Requirement —
Your response should consist of every entry, unchanged.

Items listed in a dataset —
== == ==

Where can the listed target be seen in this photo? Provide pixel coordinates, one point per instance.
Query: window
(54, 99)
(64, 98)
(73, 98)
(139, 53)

== == ==

Result below —
Where can the listed target be seen in this photo? Provide pixel coordinates, one point per instance.
Query: window
(54, 99)
(64, 98)
(73, 98)
(139, 53)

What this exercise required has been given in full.